SUPPLIED INFORMATION ▸
-- Start --

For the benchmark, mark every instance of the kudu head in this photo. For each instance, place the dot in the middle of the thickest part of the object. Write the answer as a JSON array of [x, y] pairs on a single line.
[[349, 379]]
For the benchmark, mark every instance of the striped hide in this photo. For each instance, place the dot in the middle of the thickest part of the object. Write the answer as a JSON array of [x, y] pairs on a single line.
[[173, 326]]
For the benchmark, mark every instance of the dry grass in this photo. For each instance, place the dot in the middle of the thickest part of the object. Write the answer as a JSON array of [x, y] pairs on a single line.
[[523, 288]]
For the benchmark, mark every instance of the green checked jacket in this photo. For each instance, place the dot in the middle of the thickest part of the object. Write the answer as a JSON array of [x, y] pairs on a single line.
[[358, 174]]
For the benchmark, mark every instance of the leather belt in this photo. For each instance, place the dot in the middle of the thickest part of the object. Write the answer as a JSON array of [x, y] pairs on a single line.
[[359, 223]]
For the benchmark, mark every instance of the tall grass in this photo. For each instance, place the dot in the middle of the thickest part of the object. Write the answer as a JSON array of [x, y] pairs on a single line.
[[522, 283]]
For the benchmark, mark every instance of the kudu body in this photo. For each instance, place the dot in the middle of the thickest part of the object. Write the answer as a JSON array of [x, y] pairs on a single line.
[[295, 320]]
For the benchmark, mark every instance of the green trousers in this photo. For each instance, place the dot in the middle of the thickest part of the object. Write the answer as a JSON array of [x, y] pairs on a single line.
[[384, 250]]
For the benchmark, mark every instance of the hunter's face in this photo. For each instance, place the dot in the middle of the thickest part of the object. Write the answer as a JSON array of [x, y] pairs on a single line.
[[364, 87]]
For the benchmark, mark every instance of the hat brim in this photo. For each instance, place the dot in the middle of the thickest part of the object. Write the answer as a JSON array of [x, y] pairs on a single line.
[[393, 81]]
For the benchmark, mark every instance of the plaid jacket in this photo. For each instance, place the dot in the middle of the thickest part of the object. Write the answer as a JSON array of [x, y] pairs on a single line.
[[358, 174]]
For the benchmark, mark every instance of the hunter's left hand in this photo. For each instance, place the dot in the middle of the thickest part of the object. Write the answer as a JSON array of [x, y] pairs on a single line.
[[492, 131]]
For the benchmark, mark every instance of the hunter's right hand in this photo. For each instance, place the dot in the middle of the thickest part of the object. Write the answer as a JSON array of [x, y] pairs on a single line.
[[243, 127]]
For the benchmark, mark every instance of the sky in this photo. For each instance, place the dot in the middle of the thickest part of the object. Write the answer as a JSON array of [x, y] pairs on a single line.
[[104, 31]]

-- End --

Reproduce every one of the records above verbatim, keeping their original order.

RESULT OF THE EXERCISE ▸
For the benchmark, mark every instance of the kudu head in this photo. For each instance, place the dot in the middle of the thickest part of the object. Write the answer as a JSON array of [x, y] pairs on a single line.
[[349, 379]]
For the benchmark, mark every instance of the striped hide in this photo. For each instance, place the dot in the middle of the thickest part of the object. Write the answer as a JSON array of [x, y] pairs on a single line.
[[173, 326]]
For the benchmark, mark every instance of the dry grass in this photo. For each instance, place the dot in the middle of the thickest part of the object. Write the answer as a JSON array of [x, y] pairs on a single line.
[[523, 288]]
For the benchmark, mark every instance of the green checked jacket in this photo. For each instance, place the dot in the middle of the thickest part of the object. Write the answer as a JSON array of [x, y] pairs on a single line.
[[358, 174]]
For the benchmark, mark every instance of the leather belt in this photo. For each instance, place the dot in the middle of the thickest part of the object. Write the answer as a JSON array of [x, y] pairs on a single line.
[[359, 223]]
For the benchmark, mark every instance of the tall grass in this photo. For each instance, place the dot in the middle of the thickest part of the object. Write the answer as a JSON array of [x, y] pairs on a single line.
[[522, 283]]
For the benchmark, mark every instance of the kudu body in this photo. For each instance, place the dot in the middle of the thickest part of the object. Write the answer as a JSON array of [x, y] pairs on a single line.
[[295, 320]]
For the benchmark, mark every instance of the green trousers in this photo. For each instance, place the dot in the middle of the thickest part of the object. Write the answer as a JSON array of [x, y] pairs on a single line.
[[384, 250]]
For the benchmark, mark every instance of the hunter's face in this photo. For each instance, place the dot in the middle of the thickest part of the object. Write the answer as a JSON array of [x, y] pairs on a single line.
[[364, 87]]
For the benchmark, mark every instance of the hat brim in this photo. For each instance, place the dot in the middle of the thickest part of the object. Write the answer as a JSON array of [x, y] pairs on a single line.
[[393, 81]]
For the benchmark, mark every instance of the plaid jacket in this photo. For each instance, place the dot in the middle of the thickest part of the object. Write the answer as a JSON array of [x, y] pairs on a single line.
[[358, 174]]
For the benchmark, mark every instance of the hunter's left hand in this photo. For each instance, place the dot in the middle of the thickest part of the object. Write the answer as a JSON array of [x, y] pairs on a single line.
[[492, 131]]
For the benchmark, mark every instance of the hunter's right hand in this photo. For each instance, place the dot in the middle of the thickest part of the object. Write the answer as a JSON array of [x, y] pairs on a single line.
[[243, 127]]
For the benchmark, mark every instance of the sky in this photo. For each instance, place the dot in the middle of the thickest part of the object. Write the answer as a JSON array of [x, y] pairs on a single line.
[[104, 31]]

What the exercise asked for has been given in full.